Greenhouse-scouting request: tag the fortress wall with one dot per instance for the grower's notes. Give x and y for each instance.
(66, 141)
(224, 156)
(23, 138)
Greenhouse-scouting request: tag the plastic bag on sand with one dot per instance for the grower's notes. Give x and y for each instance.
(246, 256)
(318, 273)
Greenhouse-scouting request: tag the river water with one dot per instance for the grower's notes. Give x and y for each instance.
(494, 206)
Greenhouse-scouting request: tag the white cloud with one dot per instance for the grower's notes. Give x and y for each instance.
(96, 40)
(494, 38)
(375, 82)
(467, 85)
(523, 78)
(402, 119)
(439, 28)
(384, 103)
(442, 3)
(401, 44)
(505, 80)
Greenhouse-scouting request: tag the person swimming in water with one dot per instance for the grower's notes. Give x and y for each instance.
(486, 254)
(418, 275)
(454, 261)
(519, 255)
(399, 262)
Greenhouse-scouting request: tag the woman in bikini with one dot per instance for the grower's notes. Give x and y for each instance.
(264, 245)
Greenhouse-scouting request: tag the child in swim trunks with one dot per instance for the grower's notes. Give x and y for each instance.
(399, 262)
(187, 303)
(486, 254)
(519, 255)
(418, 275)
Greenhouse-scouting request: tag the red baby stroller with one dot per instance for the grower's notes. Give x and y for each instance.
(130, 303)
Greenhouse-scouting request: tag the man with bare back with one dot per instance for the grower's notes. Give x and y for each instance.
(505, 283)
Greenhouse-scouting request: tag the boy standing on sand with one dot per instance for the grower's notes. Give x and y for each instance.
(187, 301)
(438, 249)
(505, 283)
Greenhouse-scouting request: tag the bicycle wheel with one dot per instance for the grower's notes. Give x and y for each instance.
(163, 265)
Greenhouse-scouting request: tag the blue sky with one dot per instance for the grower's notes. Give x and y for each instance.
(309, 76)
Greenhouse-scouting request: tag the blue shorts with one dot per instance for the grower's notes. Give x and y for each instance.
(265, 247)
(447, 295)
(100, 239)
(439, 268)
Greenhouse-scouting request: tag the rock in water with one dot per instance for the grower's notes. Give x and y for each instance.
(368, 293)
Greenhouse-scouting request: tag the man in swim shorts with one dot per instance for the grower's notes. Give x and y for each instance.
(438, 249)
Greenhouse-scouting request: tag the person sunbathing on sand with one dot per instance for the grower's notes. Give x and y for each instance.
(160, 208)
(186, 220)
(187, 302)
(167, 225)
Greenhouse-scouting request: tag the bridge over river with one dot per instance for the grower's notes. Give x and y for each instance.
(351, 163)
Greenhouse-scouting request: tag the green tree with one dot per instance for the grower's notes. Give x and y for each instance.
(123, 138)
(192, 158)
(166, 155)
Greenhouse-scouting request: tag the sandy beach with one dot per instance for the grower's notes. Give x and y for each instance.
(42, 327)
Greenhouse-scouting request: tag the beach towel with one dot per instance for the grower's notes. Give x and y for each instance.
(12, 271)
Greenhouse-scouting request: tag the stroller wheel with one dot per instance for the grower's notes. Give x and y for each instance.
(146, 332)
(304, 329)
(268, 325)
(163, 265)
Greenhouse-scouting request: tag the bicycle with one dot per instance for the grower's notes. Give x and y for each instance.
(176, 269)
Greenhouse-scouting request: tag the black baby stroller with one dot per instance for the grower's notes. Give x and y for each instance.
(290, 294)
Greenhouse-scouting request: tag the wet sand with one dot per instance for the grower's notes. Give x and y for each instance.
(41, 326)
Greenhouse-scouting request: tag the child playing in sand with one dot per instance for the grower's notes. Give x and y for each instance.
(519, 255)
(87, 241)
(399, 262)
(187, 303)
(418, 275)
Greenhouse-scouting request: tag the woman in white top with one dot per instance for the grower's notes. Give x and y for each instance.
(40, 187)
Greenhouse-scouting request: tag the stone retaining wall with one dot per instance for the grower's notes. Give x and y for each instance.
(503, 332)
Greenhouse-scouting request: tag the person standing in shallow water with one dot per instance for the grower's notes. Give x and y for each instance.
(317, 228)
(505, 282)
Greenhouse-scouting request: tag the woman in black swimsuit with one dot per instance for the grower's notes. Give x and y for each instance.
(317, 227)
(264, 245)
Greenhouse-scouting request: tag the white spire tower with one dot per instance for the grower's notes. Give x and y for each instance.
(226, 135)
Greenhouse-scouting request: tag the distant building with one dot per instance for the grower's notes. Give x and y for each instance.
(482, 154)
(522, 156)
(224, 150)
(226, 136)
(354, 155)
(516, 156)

****************

# WHAT IS EXPECTED
Transcribe the records above in full, exactly as they stand.

# REPLY TO THE EXERCISE
Greenhouse-scouting request: tag the fortress wall with one dot per instance for the grower's notes. Give x and y for each instance.
(66, 141)
(224, 156)
(23, 138)
Greenhouse-scouting request: tag the plastic bag on sand with one dot per instance for the grower's notes. Give x and y for each instance.
(246, 256)
(318, 273)
Greenhouse-scouting request: tag the river water with one dot per instance for the grower's notes. Give x and y for each instance.
(494, 206)
Greenhouse-scouting request: tag the white cloud with one dot per instance for the grower's notes. Give x and y for each instance.
(96, 40)
(494, 38)
(375, 82)
(467, 85)
(523, 78)
(402, 119)
(439, 28)
(384, 103)
(442, 3)
(401, 44)
(505, 80)
Greenhouse-scouting request: tag the person swimming in water with one dot per instance for the grower's notes. Give x and y for each instance.
(486, 254)
(418, 275)
(454, 261)
(519, 255)
(399, 262)
Greenhouse-scouting request: tag the woman in bikini with one dot per instance for the grower's notes. Give x and y for each instance.
(264, 245)
Greenhouse-scouting request: tag the child in swim trunks with one dot per instance for the grower's notes. Give x and y for each instance.
(399, 262)
(187, 303)
(486, 254)
(519, 255)
(418, 275)
Greenhouse-scouting request: tag the red baby stroller with one dot per instance for the grower's notes. Give x and y for each instance.
(130, 303)
Greenhouse-scouting request: tag the man with bare back with one dot per instance for the grower's notes. Give x and y for each instance.
(505, 283)
Greenhouse-scouting request: tag the boy standing on sand with one dot per instance for the grower's notes. Give x and y for each instance.
(187, 301)
(438, 249)
(505, 283)
Greenhouse-scouting request: tag the bicycle wheel with one dot per instance for the grower's notes. Give x and y for each instance.
(163, 265)
Greenhouse-scouting request: tag the blue sky with one dot per instance for the grower's notes. Give x and y for each instance.
(309, 76)
Greenhouse-scouting request: tag the blue shorts with one dot per instance for the grower's notes. Give x and y for each instance.
(265, 247)
(447, 295)
(100, 239)
(439, 268)
Greenhouse-scouting request: tag the rock in water with one dot per instance for the grower's notes. Give x and y for each instance.
(368, 293)
Greenhouse-scouting request: tag the man in swim shorts with one dot per instance for the grower's notes. Give x and y for each instance.
(438, 249)
Greenhouse-scouting request: tag the person sunbathing on sand with one dot per instance for the grower's notes. Give x and y for each instance.
(160, 208)
(186, 220)
(187, 302)
(167, 225)
Greenhouse-scouting request: tag the bridge over river with one dot per instance for the grower's notes. Give x and y for each instance.
(351, 163)
Greenhouse-scouting request: tag the green tree with one dot per instance for the grower's notes. Give x and y for each instance.
(123, 138)
(192, 158)
(166, 155)
Greenhouse-scouting request: tag the sandy beach with one dot per instance for the grower's notes. Give x and y for each instance.
(42, 327)
Greenhouse-scouting request: tag the beach towel with one dot per instance for the grower's notes. Give x and y for each instance.
(12, 271)
Greenhouse-scouting request: tag the stroller wheel with one dot per instance for the grower's notes. Give x and y for each instance.
(146, 332)
(304, 329)
(268, 325)
(163, 265)
Greenhouse-scouting request: tag the bicycle with one dot per instance for the grower's notes. Give x and y for each instance.
(176, 269)
Greenhouse-scouting request: tag the black baby stroller with one dot per instance for the grower's notes. Give x and y for each instance.
(290, 294)
Greenhouse-scouting request: tag the wet sand with one dot per instance for the grower's notes. Give x and y for each instance.
(41, 326)
Greenhouse-scouting request: tag the child playing in sand with one dot per instance for the grower's notes. Give x and y for each instance.
(519, 255)
(87, 241)
(399, 262)
(187, 303)
(418, 275)
Greenhouse-scouting request: tag the woman in white top with one dot per instance for the grower's notes. Give x and y for each instance.
(40, 187)
Greenhouse-scouting request: tag the stone retaining wall with one dot per instance for the grower's notes. Give x and y for each instance.
(503, 332)
Greenhouse-scouting request: tag the person standing in shallow water with one dot per instance for the grower's notes. Give x and y for each instance.
(317, 228)
(505, 282)
Greenhouse-scouting request: tag the woman in black swimsuit with one dot per instance for the grower's notes. Give x and y for each instance.
(317, 227)
(264, 245)
Greenhouse-scouting request: tag the white spire tower with one dot per instance for the grower's notes. Give x and y for each instance.
(226, 135)
Greenhouse-scouting request: tag the distant building with one dot per instance for the grower's notes. Give x and y for each instance.
(482, 154)
(522, 156)
(224, 150)
(226, 136)
(354, 155)
(516, 156)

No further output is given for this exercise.